+++ Supplied records

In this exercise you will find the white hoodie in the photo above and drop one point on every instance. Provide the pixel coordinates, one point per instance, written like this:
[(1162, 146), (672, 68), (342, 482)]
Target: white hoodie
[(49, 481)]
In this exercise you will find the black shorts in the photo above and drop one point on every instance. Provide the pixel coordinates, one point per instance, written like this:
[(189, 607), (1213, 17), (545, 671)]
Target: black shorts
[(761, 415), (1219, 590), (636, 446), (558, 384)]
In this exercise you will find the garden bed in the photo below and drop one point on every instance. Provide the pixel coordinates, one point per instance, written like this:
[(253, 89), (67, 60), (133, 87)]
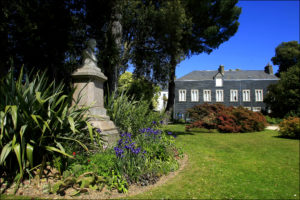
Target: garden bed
[(38, 188)]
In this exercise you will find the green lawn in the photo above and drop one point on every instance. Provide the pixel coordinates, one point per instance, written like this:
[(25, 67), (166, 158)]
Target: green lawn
[(241, 166)]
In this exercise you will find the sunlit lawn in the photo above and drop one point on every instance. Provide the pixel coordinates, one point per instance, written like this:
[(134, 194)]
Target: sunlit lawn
[(241, 166)]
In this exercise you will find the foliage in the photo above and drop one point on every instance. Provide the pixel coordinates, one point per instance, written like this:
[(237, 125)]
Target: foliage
[(146, 157), (38, 123), (283, 98), (287, 54), (128, 114), (225, 119), (131, 159), (290, 127), (233, 166), (138, 88), (273, 120)]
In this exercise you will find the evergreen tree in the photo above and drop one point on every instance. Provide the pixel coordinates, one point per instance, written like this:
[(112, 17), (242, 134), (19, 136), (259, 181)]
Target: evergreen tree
[(287, 54)]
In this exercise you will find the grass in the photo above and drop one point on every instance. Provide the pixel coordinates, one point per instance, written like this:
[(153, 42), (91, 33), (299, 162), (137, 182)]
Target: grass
[(241, 166), (232, 166)]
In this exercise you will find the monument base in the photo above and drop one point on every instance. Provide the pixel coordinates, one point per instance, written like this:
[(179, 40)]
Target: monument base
[(108, 130), (88, 81)]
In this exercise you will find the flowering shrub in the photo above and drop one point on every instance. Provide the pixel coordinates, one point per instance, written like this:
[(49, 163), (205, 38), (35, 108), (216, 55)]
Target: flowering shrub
[(290, 127), (150, 153), (225, 119), (131, 159)]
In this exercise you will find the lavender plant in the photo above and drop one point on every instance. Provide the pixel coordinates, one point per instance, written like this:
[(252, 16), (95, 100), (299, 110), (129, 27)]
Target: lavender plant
[(131, 160)]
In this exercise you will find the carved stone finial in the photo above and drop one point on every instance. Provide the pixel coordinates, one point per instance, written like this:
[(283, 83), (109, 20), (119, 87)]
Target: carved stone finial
[(88, 55)]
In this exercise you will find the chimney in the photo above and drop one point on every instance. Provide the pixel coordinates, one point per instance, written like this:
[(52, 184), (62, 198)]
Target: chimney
[(221, 69), (269, 69)]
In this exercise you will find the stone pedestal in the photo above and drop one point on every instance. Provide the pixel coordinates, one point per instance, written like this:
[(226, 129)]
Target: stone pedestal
[(88, 81)]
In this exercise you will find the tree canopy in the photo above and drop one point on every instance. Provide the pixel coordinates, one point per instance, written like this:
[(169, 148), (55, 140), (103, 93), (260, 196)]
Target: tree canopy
[(153, 35), (287, 54)]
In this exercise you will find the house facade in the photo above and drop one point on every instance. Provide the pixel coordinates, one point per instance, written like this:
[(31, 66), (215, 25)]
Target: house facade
[(245, 88), (162, 100)]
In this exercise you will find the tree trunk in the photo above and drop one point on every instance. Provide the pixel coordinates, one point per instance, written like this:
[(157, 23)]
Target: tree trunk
[(171, 98), (116, 31)]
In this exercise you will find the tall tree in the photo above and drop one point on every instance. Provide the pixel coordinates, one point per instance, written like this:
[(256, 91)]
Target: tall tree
[(283, 98), (287, 54), (201, 26)]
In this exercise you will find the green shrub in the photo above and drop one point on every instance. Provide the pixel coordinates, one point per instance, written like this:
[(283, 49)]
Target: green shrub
[(37, 123), (273, 120), (102, 163), (130, 115), (290, 127), (143, 158), (225, 119)]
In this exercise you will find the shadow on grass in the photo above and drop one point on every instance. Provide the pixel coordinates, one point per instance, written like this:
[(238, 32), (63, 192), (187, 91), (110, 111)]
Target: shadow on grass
[(285, 137)]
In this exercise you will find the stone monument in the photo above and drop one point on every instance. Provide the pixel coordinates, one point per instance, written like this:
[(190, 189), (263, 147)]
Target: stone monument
[(88, 81)]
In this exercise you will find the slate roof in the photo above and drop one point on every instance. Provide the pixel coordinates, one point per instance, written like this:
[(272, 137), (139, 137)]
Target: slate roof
[(228, 75)]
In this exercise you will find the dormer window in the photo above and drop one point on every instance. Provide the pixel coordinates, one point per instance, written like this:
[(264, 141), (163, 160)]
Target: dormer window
[(219, 82)]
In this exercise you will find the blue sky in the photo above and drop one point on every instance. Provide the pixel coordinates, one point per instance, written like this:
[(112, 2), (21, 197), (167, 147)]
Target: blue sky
[(263, 26)]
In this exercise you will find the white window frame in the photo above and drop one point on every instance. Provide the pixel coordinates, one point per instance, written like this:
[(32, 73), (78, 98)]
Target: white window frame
[(219, 82), (256, 109), (244, 96), (205, 97), (219, 95), (182, 95), (259, 95), (232, 92), (194, 95), (249, 108)]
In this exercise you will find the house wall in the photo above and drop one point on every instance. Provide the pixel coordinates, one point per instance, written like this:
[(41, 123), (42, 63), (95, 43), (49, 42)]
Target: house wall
[(160, 105), (252, 85)]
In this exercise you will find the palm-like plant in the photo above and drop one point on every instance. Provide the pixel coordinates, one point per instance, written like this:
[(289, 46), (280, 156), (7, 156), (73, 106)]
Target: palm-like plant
[(37, 121)]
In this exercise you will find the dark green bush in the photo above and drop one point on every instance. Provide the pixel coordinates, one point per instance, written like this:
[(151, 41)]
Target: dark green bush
[(273, 120), (290, 127), (130, 115)]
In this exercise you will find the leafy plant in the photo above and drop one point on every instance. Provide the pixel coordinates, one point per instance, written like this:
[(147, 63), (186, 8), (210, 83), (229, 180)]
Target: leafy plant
[(273, 120), (225, 119), (130, 115), (290, 127), (37, 121)]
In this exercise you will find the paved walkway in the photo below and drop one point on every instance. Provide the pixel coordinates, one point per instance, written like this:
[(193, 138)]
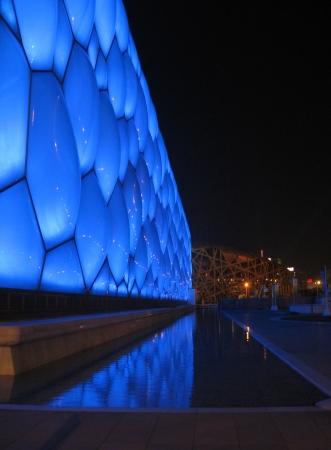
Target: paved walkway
[(245, 428)]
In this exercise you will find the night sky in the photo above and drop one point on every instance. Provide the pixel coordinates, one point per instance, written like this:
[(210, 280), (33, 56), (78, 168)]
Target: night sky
[(242, 95)]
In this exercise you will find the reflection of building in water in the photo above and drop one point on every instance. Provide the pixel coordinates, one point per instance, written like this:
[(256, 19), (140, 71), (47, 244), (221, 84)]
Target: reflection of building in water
[(88, 198), (220, 272), (157, 372)]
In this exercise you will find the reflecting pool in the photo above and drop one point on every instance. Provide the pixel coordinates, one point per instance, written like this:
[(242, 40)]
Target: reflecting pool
[(202, 360)]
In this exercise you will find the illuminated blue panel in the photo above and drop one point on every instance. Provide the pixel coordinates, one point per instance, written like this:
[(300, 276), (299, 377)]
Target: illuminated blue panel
[(122, 26), (141, 262), (119, 247), (131, 275), (170, 248), (122, 290), (112, 286), (116, 79), (140, 117), (107, 160), (14, 95), (165, 190), (149, 154), (145, 186), (157, 170), (149, 283), (101, 284), (63, 42), (159, 223), (152, 203), (52, 167), (163, 154), (8, 13), (153, 125), (133, 142), (37, 20), (81, 16), (62, 272), (131, 87), (171, 194), (80, 83), (105, 19), (155, 250), (101, 72), (161, 272), (132, 197), (176, 217), (92, 229), (147, 236), (174, 236), (134, 292), (22, 251), (125, 148), (167, 263), (93, 48), (134, 55)]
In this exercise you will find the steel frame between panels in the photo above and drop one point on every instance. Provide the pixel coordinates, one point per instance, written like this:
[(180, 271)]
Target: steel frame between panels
[(220, 272)]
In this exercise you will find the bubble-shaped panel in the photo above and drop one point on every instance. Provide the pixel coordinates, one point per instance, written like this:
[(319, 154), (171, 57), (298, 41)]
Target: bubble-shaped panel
[(134, 55), (141, 262), (149, 154), (131, 87), (62, 272), (22, 251), (133, 142), (121, 26), (108, 157), (157, 169), (101, 284), (80, 83), (93, 48), (132, 197), (92, 229), (119, 246), (53, 167), (125, 148), (81, 16), (153, 125), (105, 19), (152, 203), (8, 13), (37, 20), (101, 72), (145, 186), (14, 95), (116, 79), (140, 117), (63, 42)]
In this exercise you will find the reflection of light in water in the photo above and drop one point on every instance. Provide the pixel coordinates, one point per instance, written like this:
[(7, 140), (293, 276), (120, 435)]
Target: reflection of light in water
[(156, 373)]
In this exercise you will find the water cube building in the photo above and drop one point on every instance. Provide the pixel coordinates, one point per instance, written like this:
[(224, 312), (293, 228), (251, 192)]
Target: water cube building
[(88, 199)]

++++++

**Work to complete**
Copy out the part of the items above that opens with the line containing "In this exercise you will find the reflection of building" and closes with the line containing "[(202, 360)]", keeping both of those lines and every line between them. In the copy, add -77 to each number in the answer coordinates, and leave the item wording and its sample coordinate lists unchanged.

**Solution**
In this exercise you will find the reflection of building in water in the photo above and drop one point on every instance. Provide the pixel coordinates, one point per instance, written like this:
[(256, 19), (140, 71), (47, 244), (221, 84)]
Target: reflection of building in water
[(11, 121), (143, 195), (80, 295)]
In this exercise you will find the reflecting pool in the photo above and drop one point on every instance. Provide the pixel coordinates, one point per instance, written like this:
[(242, 40)]
Target: reflecting pool
[(125, 283)]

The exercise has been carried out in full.